→ Aim of the exercise: An exact transcription is needed, starting with the line that contains "Target: blue pedestrian crossing sign" and ending with the last line of the records.

→ Entries provided:
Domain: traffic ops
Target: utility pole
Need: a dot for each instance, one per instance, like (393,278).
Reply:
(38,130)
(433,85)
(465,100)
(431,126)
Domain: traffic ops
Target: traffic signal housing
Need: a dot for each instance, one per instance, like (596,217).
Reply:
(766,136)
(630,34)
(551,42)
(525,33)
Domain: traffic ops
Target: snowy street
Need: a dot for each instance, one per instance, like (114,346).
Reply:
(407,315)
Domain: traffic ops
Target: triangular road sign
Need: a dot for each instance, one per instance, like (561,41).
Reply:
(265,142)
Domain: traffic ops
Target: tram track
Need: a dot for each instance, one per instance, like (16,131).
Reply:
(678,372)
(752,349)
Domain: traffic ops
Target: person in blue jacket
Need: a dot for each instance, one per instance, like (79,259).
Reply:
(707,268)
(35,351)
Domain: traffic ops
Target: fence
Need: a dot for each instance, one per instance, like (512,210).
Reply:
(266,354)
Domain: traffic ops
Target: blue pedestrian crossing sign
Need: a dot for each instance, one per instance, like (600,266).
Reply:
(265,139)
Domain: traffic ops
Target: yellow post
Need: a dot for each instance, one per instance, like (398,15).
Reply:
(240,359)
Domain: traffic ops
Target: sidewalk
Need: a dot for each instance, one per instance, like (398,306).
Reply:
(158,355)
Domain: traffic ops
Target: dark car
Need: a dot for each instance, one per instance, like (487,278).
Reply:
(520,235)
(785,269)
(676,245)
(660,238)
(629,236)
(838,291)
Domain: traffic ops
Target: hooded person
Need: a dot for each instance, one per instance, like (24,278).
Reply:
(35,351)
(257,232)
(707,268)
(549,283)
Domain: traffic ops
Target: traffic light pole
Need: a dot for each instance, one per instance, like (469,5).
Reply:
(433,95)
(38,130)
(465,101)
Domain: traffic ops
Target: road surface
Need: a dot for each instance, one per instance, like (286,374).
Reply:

→ Task response:
Target: blue pedestrian crossing sign
Need: a dot for each instance, one per instance, like (600,266).
Reply:
(265,139)
Domain: traffic ops
Target: yellow post
Need: a dot for each instance, one per instance, like (398,15).
Reply:
(240,359)
Domain: traffic ops
Target: sidewalk
Need: a dot for each instance, one per instance, like (398,306).
Reply:
(158,355)
Domain: traffic ops
Target: dark car
Need: a dot for each instance, one per instance, like (487,278).
Reply:
(520,235)
(785,269)
(676,245)
(660,238)
(629,236)
(838,291)
Domain: traffic ops
Target: hooded person
Need: a dot for each instance, one per instance, like (24,278).
Reply:
(35,351)
(257,232)
(707,268)
(549,283)
Domain: traffic ops
Target: traffic light pole
Need: a dot for each instance, one per instance, like (469,5).
Reply:
(433,95)
(38,130)
(465,101)
Domain: traffic ops
Target: road surface
Need: a dot for each instance, one per instance, like (286,374).
Reply:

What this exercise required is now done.